──────── Given data ────────
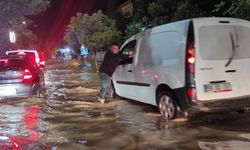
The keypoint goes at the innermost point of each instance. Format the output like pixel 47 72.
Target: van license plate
pixel 218 87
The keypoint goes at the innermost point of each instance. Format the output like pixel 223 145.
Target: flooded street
pixel 66 119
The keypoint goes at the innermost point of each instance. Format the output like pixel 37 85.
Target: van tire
pixel 167 105
pixel 111 91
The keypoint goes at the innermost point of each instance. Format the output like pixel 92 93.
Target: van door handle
pixel 229 71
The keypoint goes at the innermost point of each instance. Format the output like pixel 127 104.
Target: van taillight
pixel 190 68
pixel 27 74
pixel 191 92
pixel 37 60
pixel 190 56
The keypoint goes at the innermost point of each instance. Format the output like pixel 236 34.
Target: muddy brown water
pixel 66 119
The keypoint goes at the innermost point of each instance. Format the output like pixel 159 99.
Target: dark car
pixel 20 77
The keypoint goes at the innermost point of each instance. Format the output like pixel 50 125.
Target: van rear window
pixel 216 42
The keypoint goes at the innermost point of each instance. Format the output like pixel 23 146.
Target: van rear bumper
pixel 220 105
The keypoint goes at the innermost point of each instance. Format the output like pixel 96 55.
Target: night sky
pixel 50 25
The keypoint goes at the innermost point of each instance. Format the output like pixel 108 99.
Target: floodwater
pixel 66 119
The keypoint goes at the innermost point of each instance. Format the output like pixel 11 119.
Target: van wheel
pixel 111 91
pixel 167 105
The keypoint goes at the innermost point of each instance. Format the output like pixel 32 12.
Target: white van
pixel 197 64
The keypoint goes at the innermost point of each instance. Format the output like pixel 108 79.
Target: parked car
pixel 33 54
pixel 19 77
pixel 199 64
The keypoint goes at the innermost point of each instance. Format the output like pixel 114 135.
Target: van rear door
pixel 223 58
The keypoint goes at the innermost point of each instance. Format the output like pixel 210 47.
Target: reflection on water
pixel 68 118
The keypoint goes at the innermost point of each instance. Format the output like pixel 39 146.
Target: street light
pixel 12 36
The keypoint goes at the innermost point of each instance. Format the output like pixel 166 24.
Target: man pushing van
pixel 107 68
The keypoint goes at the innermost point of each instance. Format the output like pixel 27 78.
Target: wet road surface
pixel 66 119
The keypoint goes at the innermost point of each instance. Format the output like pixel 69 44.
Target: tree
pixel 95 32
pixel 14 16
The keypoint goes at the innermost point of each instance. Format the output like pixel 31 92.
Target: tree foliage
pixel 14 16
pixel 95 32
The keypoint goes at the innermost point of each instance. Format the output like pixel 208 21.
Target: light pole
pixel 12 36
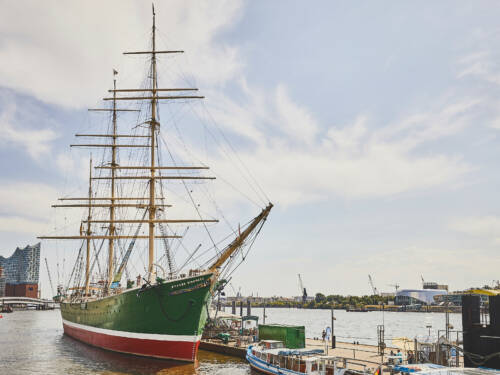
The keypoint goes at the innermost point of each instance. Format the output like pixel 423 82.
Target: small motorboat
pixel 271 357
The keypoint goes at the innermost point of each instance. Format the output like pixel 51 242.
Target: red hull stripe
pixel 133 335
pixel 169 349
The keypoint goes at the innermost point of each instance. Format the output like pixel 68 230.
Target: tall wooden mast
pixel 112 205
pixel 152 125
pixel 87 258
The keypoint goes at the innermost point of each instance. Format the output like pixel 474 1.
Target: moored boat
pixel 161 313
pixel 271 357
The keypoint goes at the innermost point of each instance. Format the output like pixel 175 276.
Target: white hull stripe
pixel 134 335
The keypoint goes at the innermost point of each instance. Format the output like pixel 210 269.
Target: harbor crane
pixel 375 291
pixel 50 278
pixel 302 290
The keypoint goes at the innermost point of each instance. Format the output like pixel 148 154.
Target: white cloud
pixel 297 162
pixel 26 199
pixel 36 142
pixel 484 226
pixel 65 54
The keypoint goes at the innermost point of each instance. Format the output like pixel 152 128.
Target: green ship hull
pixel 164 320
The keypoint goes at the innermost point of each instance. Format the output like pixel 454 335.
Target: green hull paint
pixel 176 307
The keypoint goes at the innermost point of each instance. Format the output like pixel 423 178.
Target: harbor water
pixel 362 326
pixel 32 342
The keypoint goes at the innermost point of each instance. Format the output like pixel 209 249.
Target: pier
pixel 27 302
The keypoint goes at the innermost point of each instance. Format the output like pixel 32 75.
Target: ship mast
pixel 152 127
pixel 112 205
pixel 87 259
────────
* [Your goal] The "pixel 32 75." line through the last line above: set these down exactly and add nothing else.

* [Solution for this problem]
The keypoint goes at the innermost point of each instance. Format the output like pixel 32 75.
Target: ship mast
pixel 152 127
pixel 112 205
pixel 87 259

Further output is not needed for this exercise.